Deine Aufgabe:
Setze den Bericht über die dritte Too Late Show mit Adolf Ogi nach seinem letzten Satz fort.

Ogi war da schon abgetreten

von Christian Pauli 30. März 2015

Die dritte Ausgabe der Too Late Show in der Turnhalle hatte einen veritablen Stargast – und etwas gar viel Bern.

Was passiert eigentlich, wenn Adolf Ogi und Matto Kämpf aufeinander treffen? Die Frage hatte in mir eine gewisse Vorfreude entstehen lassen, als ich am Freitag Platz fand im artig versammelten Publikum der dritten Too Late Show im Progr.

Ganz gut würde das passen, so meine Vermutung. Immerhin sind Adolf und Matto ja beide Berner Oberländer – und komisch. Wenn auch quasi komplementär: Während Ogi zur Sorte unfreiwillig komisch gehört, bedient Kämpf ja eher das Programm freiwillig unfreiwillig komisch.

Urweider, der andere Oberländer

Allerdings hatte ich einen weiteren Oberländer nicht auf dem Radar: Raphael Urweider kann auch sehr komisch sein – spätestens wenn er von einem Altbundesrat in den Senkel gestellt wird.

Und schliesslich war mir auch Dominik Gysin nicht gewähr, the talkmaster, der Basel-, Züri- und ganz ordentlich Bärndeutsch spricht. Gysin, der das Pech hat, an den wenigen grossen seines Faches gemessen zu werden, und zugleich die doch recht regional angesetzte Talk-Suppe rühren muss. Aber der Reihe nach.

Nein, nicht der Reihe nach. Lieber Willkür! Hier eine Liste der Tiefschläge und Höhenflüge dieses etwas überladenen Unterhaltungsabends.

Der bizarrste Moment

Adolf Dölf Ogi, der Star des Abends, klopft derart heftig auf den Tisch, dass Moderator Gysin zurückweichen muss. «Alle 25 Sekunden stirbt auf der Welt ein Kind», poltert Ogi, «das darf nicht sein.» Und schlägt noch einmal mit der flachen Hand auf den Tisch.

Huch, gehen dem plötzlich parodistisch wirkenden Altbundesrat grad die Rösser durch? Nein, der Mann hat es faustdick drauf. Er packt uns alle am Kragen: «Sport ist die beste Lebensschule!», schnauzt Ogi etwas später das Publikum in der alten Turnhalle an. Irgendwie hat er, aller bizarren Blüten zum Trotz, auch immer recht, der alte Ogi.

Gegebene Daten:
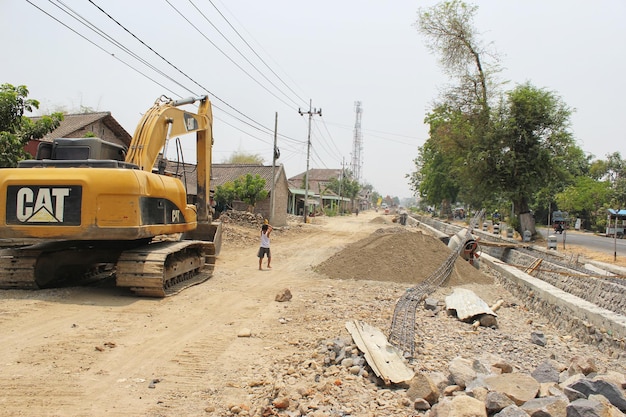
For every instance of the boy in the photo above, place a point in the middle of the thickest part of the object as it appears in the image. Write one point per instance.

Endergebnis:
Das Spannendste

Der spannendste Moment entsteht als Raphael Urweider anstelle von Ogi eine ziemlich geniale Ogi-Rede hält, die er aus dem Best Of aller Ogi-Reden zusammen schustert. Brav steht Ogi daneben, und man ist nicht ganz sicher, wie das enden soll. Irgendwie bekommt man fast Mitleid mit dem schweigenden Ich-bin-trotz-Blocher-ein-SVPler, wie Urweider-Ogi mit immer mehr Ogi-Bonmots und -Kalauern um sich schlägt.

Aber Ogi wäre nicht Ogi, wenn er nicht genau in diesem Moment zuschlagen würde. Urweider sei ein guter Lyriker, besser als Ogi, aber halt «kein Speaker», moniert Ogi süffisant.

Der Schwachpunkt

Kommen wir zum schwächsten Moment: Dominik Gysin rapt Jay-Zs «I have 99 problems but a bitch ain’t one», dazu tanzen fünf Girls irgendwas. «What the hell» soll der Scheiss? Ist das eine besonders perfide Verhöhnung der Tatsache, dass in dieser Show Frauen nur Staffage sind? Warum lächelt Frau Feuz auch in dieser Szene nur belanglos vor sich hin?

Tiere ziehen immer

Echte Rührung wiederum erzeugt Zirkus-Maus-Direktor Heini Guggelmann, der sich mit Hund, Katze, Huhn, Rabe und seiner verqueren Person auf die kleine Bühne zwängte. Tiere und Menschen, die es mit ihnen können – das zieht immer gut.

Es herrscht in der Too Late Show tatsächlich öfters mal wieder Freude, die aber ebenso regelmässig von plötzlicher Langeweile verdrängt wird, etwa in der Rubrik «Probleme des Alltags», die King Pepe mit einer Wäscheleine und einer fehlenden Socke bespielte. Dramaturge, hallo, gingst du vergessen? Überhaupt krankte die Too Late Show an diesem Abend ein bisschen am grassierenden Inzest in der Berner Fraktion der lustigen Literaten, Performer und Musiker.

Und, ach ja, der geschmackloseste Witz des Abends geht natürlich auf das Konto von Matto Kämpf: «Deutsche können sich immer durchsetzen – auch im Cockpit.» Dennis Schwabenland wiederum, ein Deutscher eben, durfte als «Blueface» die Moral der Geschichte ziehen, als er nahtlos vom SVP-Parteiprogramm in Hitlers «Mein Kampf» wechselte – Ogi war da schon abgetreten.